_Stated problem_: Repeat every record exactly, but keep images out of the copy.
● ● ● ● ●
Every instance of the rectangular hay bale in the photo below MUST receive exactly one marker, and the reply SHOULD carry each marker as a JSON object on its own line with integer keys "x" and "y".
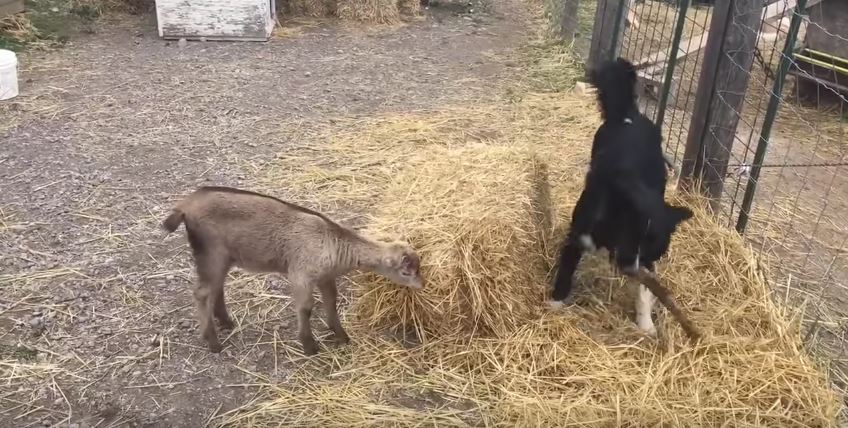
{"x": 479, "y": 217}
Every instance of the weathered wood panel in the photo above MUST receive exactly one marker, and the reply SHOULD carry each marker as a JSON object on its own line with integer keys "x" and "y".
{"x": 11, "y": 7}
{"x": 215, "y": 19}
{"x": 829, "y": 28}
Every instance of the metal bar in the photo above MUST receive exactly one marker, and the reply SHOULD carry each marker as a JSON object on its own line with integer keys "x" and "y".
{"x": 672, "y": 60}
{"x": 768, "y": 119}
{"x": 617, "y": 29}
{"x": 828, "y": 56}
{"x": 822, "y": 64}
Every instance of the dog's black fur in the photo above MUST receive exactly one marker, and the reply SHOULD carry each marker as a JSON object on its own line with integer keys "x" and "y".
{"x": 622, "y": 207}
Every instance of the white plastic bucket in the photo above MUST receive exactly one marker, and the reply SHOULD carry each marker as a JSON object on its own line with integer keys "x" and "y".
{"x": 8, "y": 75}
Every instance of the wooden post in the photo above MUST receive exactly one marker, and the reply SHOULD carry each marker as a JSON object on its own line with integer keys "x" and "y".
{"x": 566, "y": 22}
{"x": 721, "y": 92}
{"x": 606, "y": 32}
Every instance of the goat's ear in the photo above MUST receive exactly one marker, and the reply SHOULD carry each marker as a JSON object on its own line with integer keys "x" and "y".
{"x": 593, "y": 76}
{"x": 679, "y": 214}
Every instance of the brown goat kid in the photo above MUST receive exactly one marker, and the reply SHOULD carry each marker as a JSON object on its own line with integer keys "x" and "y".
{"x": 229, "y": 227}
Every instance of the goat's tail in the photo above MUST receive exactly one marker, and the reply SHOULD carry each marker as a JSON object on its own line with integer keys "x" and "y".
{"x": 173, "y": 221}
{"x": 616, "y": 84}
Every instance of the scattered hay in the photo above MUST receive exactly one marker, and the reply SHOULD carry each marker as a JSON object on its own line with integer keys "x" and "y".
{"x": 18, "y": 28}
{"x": 409, "y": 7}
{"x": 587, "y": 365}
{"x": 479, "y": 216}
{"x": 310, "y": 8}
{"x": 373, "y": 11}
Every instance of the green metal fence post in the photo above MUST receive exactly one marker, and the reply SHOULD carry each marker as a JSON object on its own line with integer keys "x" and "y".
{"x": 770, "y": 116}
{"x": 617, "y": 29}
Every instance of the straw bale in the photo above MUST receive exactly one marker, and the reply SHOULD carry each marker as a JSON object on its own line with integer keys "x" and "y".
{"x": 479, "y": 216}
{"x": 587, "y": 365}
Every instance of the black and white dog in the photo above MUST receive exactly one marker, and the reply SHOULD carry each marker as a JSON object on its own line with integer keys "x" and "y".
{"x": 622, "y": 207}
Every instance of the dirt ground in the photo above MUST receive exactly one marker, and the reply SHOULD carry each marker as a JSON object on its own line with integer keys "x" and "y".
{"x": 97, "y": 322}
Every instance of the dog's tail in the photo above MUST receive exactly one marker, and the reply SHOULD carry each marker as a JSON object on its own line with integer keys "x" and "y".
{"x": 616, "y": 84}
{"x": 173, "y": 221}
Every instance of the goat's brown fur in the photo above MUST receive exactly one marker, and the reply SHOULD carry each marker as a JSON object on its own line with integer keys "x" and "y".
{"x": 229, "y": 227}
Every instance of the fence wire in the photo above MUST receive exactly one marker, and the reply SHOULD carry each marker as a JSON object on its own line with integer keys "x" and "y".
{"x": 798, "y": 216}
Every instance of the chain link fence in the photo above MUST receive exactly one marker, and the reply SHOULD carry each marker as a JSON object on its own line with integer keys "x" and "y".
{"x": 753, "y": 94}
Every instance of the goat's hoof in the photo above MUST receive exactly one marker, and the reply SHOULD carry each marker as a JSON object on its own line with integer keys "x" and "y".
{"x": 649, "y": 330}
{"x": 227, "y": 324}
{"x": 310, "y": 347}
{"x": 555, "y": 305}
{"x": 215, "y": 347}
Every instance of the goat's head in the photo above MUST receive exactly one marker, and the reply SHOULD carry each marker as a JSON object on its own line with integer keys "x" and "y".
● ● ● ● ●
_Complete answer_:
Every instance of the rectangular hay bale in the photo below MUST receive exactly one marker, and the reply SHOULD carry each marker as a JSON object on its own line with integer keys "x" and "y".
{"x": 479, "y": 217}
Every instance of the weathered wood panel in the photo above MUST receive exactly one marker, and the reply SHOULD carry each marker as a JSON object on its own line with integer keys "x" and "y".
{"x": 11, "y": 7}
{"x": 215, "y": 19}
{"x": 829, "y": 28}
Every instance of the metal bar in the photo above MUST receive exactly one marker, and the reply SHOULD carry each marker as a JSON object on its own line with integer keys "x" and "y".
{"x": 672, "y": 60}
{"x": 768, "y": 119}
{"x": 617, "y": 29}
{"x": 828, "y": 56}
{"x": 822, "y": 64}
Every instance of the dog's black fur in the photo above MUST receive exactly one marker, and the reply SHOULD carry each marker as a JSON object on its own line with integer keys "x" and "y".
{"x": 622, "y": 207}
Every instance of the white plastic bucket in the photo above MUST receive exactly one marker, and the reply SHOULD carry each marker as a JSON object on its own line with integer keys "x" and "y".
{"x": 8, "y": 75}
Every instance of the wooden post in the photo above MUST receive exactly one marker, and the reply SHOULD carry each marker as a JSON object on its own line with integer keys "x" and "y".
{"x": 566, "y": 22}
{"x": 721, "y": 92}
{"x": 606, "y": 32}
Every instance of the goat's ear in the photo above MUST receive exactly one marker, and the reply SHOULD carry each marker as a JSON object on its own line with integer keys "x" and "y".
{"x": 593, "y": 76}
{"x": 679, "y": 214}
Every instance of the brown goat kid in the photo above MUST receive exactly one marker, and the reply SHOULD carry each marker as a JSON object on its own line with integer keys "x" and "y".
{"x": 229, "y": 227}
Every instance of the goat's tail in the photo above MUST receive exactly one marker, and the reply SHOULD carry each marker as a JSON object on its own line with integer keys "x" and "y".
{"x": 173, "y": 221}
{"x": 616, "y": 84}
Every instance of the scattered hay in the photo above MUST receive exactly one marker, and the reply SHOULD carry each marker as a JSON object on its own line with integer keys "x" and "y".
{"x": 18, "y": 28}
{"x": 409, "y": 7}
{"x": 587, "y": 365}
{"x": 479, "y": 216}
{"x": 310, "y": 8}
{"x": 373, "y": 11}
Every instance of the green metal fence post in the photo above MUST receive exactly one marker, and the reply SHOULD carry each marker as a JSON object on its own line with integer keys "x" and "y".
{"x": 770, "y": 116}
{"x": 617, "y": 29}
Every instance of the straw bale in the photo above MUST receive exactly one marker, and the reply SHOULD carry each marker as a JSON object on its own line with integer keys "x" and "y".
{"x": 479, "y": 216}
{"x": 587, "y": 365}
Every instance of the black and white dog in the photo above MUST receive exactly one marker, and the reply SHOULD carry each marker as a JSON object on its own line with integer keys "x" and "y".
{"x": 622, "y": 207}
Every instance of the dirt ground in the photo above MUST receive exactly one marker, and the reply SHOULD carry each marker as a JSON object on its own line with integer keys "x" and "y".
{"x": 97, "y": 322}
Every instance of the dog's tail in the photo above MUST receive exactly one marker, and the reply SHOULD carry each marker as a JSON object on its own line with integer keys "x" and "y".
{"x": 616, "y": 84}
{"x": 173, "y": 221}
Every instance of the goat's brown fur in the photo above MUST receive exactly one marker, and the reply SHOULD carry each marker as a JSON object on its own line with integer keys "x" and "y".
{"x": 229, "y": 227}
Every instance of the fence wire in the photo above MUST receive exactly one marker, and the reply SHOULD carry each marker as a JSON object on its own line with integer keys "x" and "y".
{"x": 798, "y": 216}
Every instance of the chain link fence in the photo above MUST receive exactly one marker, and the reply SHOULD carry each marker as a JSON object on its own line with integer keys "x" and "y".
{"x": 753, "y": 94}
Every instance of the goat's hoof in the photo above MUST receive exactly one marker, and the reply SHOULD carry each marker as a JSON object on its own line with integer keys "x" and "y".
{"x": 649, "y": 330}
{"x": 227, "y": 324}
{"x": 310, "y": 347}
{"x": 555, "y": 305}
{"x": 215, "y": 347}
Every instance of the goat's head in the photo above MUST receive exactly one marker, and the reply SHOULD carry each marker as a JSON object on its own line with integer keys "x" and "y".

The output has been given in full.